** Document excerpt follows **

= Jayne S. Danska =

Immunologist in Canada

Jayne S. Danska is an immunologist in Canada. Danska is a Senior Scientist at the Hospital for Sick Children, a Professor at the University of Toronto's Faculty of Medicine, and the Anne and Max Tanenbaum Chair in Molecular Medicine.

== Research ==
Danska holds a PhD in Genetics and Molecular Biology from Cornell University. Her lab's research involves using both animal models and humans to investigate the mechanisms underlying immune system diseases (such as Type 1 diabetes), and improve diagnosis, prevention and treatment. Danska is also one of the 14 researchers involved in the Integrated Microbiome Platforms for Advancing Causation Testing and Translation (IMPACTT), a pan-Canadian cross-disciplinary group conducting microbiome research.

Previously, Danska's research found that in children with acute lymphoblastic leukemia, at the time of diagnosis, subpopulations of leukemic cells can cause a relapse. Additionally, in collaboration with John Dick, research from Danska's lab has previously led to the discovery of a gene (SIRPalpha) which can both support and destroy the growth of human blood stem cells, and was used to enable the successful grafting of stem cells from human bone marrow into mice. Ultimately, the researchers aim to develop a therapy to allow more children with blood diseases to receive life-saving bone marrow transplants.

In 2022, Danska was selected as one of Canada's Most Powerful Women: Top 100. She has spoken about different aspects of the COVID-19 pandemic, including the BA.4 And BA.5 SARS-CoV-2 variants, and the expected changes in menstruation after taking a COVID-19 vaccine.

Danska has published over 140 academic papers, which have been collectively cited over 8,000 times.

** End of Document excerpt **

### Instructions
#1 Take the biography of Jayne S. Danska and write out everything from "In 2022, Danska" down to "over 8,000 times.", swapping "academic papers" for "scholarly articles".
#2 Extend the biography of Jayne S. Danska past its final sentence.

** Exercise data follows **

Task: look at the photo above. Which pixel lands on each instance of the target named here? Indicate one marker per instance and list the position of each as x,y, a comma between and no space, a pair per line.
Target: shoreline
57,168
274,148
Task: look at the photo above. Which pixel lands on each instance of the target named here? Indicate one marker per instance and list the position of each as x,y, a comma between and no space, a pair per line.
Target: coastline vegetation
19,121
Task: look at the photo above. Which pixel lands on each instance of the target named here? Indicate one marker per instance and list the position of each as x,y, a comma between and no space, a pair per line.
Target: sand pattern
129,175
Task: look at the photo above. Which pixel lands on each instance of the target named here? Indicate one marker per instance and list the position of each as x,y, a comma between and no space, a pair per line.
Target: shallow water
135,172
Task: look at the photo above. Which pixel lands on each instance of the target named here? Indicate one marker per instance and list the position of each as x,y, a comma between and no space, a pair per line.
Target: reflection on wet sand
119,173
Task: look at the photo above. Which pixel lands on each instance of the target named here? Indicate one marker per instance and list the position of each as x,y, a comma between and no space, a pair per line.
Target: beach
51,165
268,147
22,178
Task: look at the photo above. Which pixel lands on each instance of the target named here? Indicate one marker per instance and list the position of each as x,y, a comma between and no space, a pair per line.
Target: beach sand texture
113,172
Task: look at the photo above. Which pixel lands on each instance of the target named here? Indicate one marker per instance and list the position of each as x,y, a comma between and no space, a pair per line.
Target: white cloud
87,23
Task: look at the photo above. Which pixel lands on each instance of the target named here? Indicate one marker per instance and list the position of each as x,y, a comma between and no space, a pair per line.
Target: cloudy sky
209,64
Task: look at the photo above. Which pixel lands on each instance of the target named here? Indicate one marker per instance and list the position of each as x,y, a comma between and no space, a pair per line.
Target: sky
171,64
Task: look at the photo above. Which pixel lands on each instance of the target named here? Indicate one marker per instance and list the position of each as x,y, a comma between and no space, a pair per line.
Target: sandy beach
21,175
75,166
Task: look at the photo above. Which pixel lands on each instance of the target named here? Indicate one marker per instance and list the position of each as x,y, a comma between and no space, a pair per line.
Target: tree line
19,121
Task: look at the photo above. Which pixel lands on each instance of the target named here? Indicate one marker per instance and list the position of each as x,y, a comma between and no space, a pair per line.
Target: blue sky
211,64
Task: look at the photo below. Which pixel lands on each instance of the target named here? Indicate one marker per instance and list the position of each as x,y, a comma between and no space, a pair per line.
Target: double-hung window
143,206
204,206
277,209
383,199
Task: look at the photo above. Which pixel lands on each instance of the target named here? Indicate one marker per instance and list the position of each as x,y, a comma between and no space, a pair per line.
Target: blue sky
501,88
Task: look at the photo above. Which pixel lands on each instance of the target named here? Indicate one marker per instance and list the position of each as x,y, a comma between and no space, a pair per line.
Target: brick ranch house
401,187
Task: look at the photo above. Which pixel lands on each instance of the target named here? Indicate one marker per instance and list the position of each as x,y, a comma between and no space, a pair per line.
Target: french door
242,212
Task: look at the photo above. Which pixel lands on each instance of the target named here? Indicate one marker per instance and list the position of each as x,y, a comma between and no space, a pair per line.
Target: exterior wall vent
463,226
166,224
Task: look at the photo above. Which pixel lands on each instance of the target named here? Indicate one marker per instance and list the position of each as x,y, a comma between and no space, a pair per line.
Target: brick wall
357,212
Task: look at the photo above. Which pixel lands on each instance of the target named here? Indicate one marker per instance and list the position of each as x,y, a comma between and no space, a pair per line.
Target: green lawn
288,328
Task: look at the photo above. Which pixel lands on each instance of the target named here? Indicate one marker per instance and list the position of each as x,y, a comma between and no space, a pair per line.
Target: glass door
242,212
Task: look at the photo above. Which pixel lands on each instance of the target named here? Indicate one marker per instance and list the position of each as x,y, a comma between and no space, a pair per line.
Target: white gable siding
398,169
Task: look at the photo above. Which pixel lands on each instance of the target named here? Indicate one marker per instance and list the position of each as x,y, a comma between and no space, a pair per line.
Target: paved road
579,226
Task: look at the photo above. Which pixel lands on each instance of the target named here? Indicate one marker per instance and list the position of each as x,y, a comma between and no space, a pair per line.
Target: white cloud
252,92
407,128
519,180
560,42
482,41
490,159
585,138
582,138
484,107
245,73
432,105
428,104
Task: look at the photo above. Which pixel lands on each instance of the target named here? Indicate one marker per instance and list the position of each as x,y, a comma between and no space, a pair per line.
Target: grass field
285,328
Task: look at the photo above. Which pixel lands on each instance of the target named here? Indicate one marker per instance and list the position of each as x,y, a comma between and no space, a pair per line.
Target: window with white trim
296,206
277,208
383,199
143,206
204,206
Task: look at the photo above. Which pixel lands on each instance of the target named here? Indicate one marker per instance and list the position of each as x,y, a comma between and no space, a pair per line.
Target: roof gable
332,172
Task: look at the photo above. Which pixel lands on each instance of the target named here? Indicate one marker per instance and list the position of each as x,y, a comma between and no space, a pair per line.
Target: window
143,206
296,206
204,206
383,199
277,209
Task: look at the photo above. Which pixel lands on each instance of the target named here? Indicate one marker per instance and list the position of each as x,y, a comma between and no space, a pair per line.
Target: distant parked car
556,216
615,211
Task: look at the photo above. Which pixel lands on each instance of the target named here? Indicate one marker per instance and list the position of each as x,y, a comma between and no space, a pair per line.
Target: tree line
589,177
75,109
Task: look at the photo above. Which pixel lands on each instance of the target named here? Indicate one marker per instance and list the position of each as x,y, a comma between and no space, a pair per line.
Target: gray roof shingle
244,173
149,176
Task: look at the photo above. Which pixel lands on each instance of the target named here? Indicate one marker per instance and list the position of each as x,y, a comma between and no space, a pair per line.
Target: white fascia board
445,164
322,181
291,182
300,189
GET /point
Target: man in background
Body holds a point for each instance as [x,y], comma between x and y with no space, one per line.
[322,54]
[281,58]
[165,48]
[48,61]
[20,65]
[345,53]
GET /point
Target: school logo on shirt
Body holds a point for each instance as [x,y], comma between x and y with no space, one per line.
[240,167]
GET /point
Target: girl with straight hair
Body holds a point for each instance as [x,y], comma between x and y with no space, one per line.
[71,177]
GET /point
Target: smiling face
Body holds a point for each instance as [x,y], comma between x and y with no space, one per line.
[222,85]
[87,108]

** End of Exercise data **

### Solved tasks
#1
In 2022, Danska was selected as one of Canada's Most Powerful Women: Top 100. She has spoken about different aspects of the COVID-19 pandemic, including the BA.4 And BA.5 SARS-CoV-2 variants, and the expected changes in menstruation after taking a COVID-19 vaccine.

Danska has published over 140 scholarly articles, which have been collectively cited over 8,000 times.

#2
== Selected academic publications ==

- Interleukin 4 reverses T cell proliferative unresponsiveness and prevents the onset of diabetes in nonobese diabetic mice. Micha J Rapoport, A Jaramillo, D Zipris, AH Lazarus, DV Serreze, EH Leiter, P Cyopick, JS Danska, and TL Delovitch. 1997. Journal of Experimental Medicine.
- Polymorphism in Sirpa modulates engraftment of human hematopoietic stem cells. Katsuto Takenaka, Tatiana K Prasolava, Jean CY Wang, Steven M Mortin-Toth, Sam Khalouei, Olga I Gan, John E Dick, and Jayne S Danska. 2007. Nature Immunology.
- Stem cell gene expression programs influence clinical outcome in human leukemia. Kolja Eppert, Katsuto Takenaka, Eric R Lechman, Levi Waldron, Björn Nilsson, Peter Van Galen, Klaus H Metzeler, Armando Poeppl, Vicki Ling, Joseph Beyene, Angelo J Canty, Jayne S Danska, Stefan K Bohlander, Christian Buske, Mark D Minden, Todd R Golub, Igor Jurisica, Benjamin L Ebert, and John E Dick. 2011. Nature Medicine.
- Sex differences in the gut microbiome drive hormone-dependent regulation of autoimmunity. Janet GM Markle, Daniel N Frank, Steven Mortin-Toth, Charles E Robertson, Leah M Feazel, Ulrike Rolle-Kampczyk, Martin Von Bergen, Kathy D McCoy, Andrew J Macpherson, and Jayne S Danska. 2013. Science.